***** Vorliegender Auszug *****
Prozessbeobachter Dr. Rolf Gössner: "Die Aufklärung dieses Todesfalles,
der international Aufsehen erregte, wurde mehr als zwei Jahre lang
verschleppt. Bei ihren Ermittlungen hatte die Staatsanwaltschaft bereits
gravierende Widersprüche ignoriert, sich schon frühzeitig auf die
Version einer Selbstanzündung festgelegt und damit die Einlassung der
Angeklagten übernommen". Nach dieser Version habe das Opfer die schwer
entflammbare Matratze, trotz Fesselung, selbst angezündet - mit einem
Feuerzeug, das bei der intensiven Personenkontrolle übersehen worden
sein soll und das nach dem Brand erst bei einer zweiten
Zellen-Durchsuchung gefunden wurde.
Das Landgericht wird drängende Fragen klären müssen:
· Darf die Polizei einen Betrunkenen mit fast drei Promille Blutalkohol
in einer Zelle an allen Gliedmaßen fesseln und fixieren, ohne ihn
ständig zu beaufsichtigen oder wäre es seinem Zustand entsprechend nicht
angebracht gewesen, ihn in ein Krankenhaus zu bringen?
· Wie sind die Verletzungen zu erklären, die bei den Obduktionen zu Tage
getreten sind?
· Wie konnte ein Feuerzeug, trotz intensiver Personendurchsuchung, in
die Zelle gelangen und warum wurde es erst so spät gefunden?
***** Aufgeführte Daten *****
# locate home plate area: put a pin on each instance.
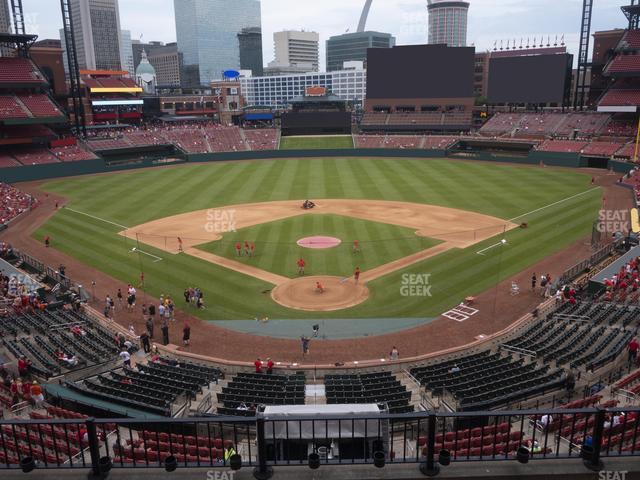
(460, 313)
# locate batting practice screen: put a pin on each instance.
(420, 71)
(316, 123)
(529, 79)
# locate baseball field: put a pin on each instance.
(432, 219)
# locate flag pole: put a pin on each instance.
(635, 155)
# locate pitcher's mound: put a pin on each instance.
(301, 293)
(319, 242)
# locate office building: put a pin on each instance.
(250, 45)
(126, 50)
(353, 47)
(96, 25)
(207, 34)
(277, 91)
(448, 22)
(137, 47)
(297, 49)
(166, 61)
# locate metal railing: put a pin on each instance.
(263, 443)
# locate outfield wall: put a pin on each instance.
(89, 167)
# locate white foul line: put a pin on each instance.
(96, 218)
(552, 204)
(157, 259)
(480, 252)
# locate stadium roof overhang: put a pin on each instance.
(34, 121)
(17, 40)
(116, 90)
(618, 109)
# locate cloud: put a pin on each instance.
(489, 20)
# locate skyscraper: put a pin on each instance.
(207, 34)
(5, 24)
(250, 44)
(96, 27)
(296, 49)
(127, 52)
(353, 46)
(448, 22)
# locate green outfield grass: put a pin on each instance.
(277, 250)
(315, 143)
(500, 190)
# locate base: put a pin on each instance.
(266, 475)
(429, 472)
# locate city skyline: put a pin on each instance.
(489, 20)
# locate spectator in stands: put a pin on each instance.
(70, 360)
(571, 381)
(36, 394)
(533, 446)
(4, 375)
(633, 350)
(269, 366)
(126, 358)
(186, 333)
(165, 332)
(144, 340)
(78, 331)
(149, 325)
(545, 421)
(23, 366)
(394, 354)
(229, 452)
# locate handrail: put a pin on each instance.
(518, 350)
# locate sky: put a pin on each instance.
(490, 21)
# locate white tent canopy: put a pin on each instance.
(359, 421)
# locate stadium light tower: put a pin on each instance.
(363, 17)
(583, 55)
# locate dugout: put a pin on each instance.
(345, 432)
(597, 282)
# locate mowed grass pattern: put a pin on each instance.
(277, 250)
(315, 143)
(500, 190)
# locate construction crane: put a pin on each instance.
*****
◆ **Schriftliche Übung 1**:
Übertragen Sie aus dem Auszug über das Strafverfahren wortgetreu den Abschnitt, der mit "Das Landgericht wird" beginnt und bis einschließlich "getreten sind?" reicht.
◆ **Schriftliche Übung 2**:
Führen Sie den Auszug über das Strafverfahren im Anschluss an seinen letzten Satz weiter.
Die Daten stammen aus einer anderen Quelle.

◆ **Ergebnis 1**:
Das Landgericht wird drängende Fragen klären müssen:
· Darf die Polizei einen Betrunkenen mit fast drei Promille Blutalkohol
in einer Zelle an allen Gliedmaßen fesseln und fixieren, ohne ihn
ständig zu beaufsichtigen oder wäre es seinem Zustand entsprechend nicht
angebracht gewesen, ihn in ein Krankenhaus zu bringen?
· Wie sind die Verletzungen zu erklären, die bei den Obduktionen zu Tage
getreten sind?

◆ **Ergebnis 2**:
· Wie kann ein stark alkoholisierter Mensch, der an Händen und Füßen
fixiert worden ist, ein Feuerzeug aus der Hosentasche fingern und dann
eine feuerfest ummantelte Matratze anzünden?
· Weshalb haben die Angeklagten angeblich die Todesschreie nicht gehört
und warum nicht auf den Alarm des Feuermelders reagiert; war die
Gegensprechanlage tatsächlich extra leise gestellt und der Rauchmelder
zweimal ausgeschaltet worden?
· War es Selbsttötung, die durch rechtzeitiges Reagieren hätte
verhindert werden können, war es unterlassene Hilfeleistung, fahrlässige
Tötung oder etwa Mord aus rassistischer Motivation, für die manche
Anzeichen sehen?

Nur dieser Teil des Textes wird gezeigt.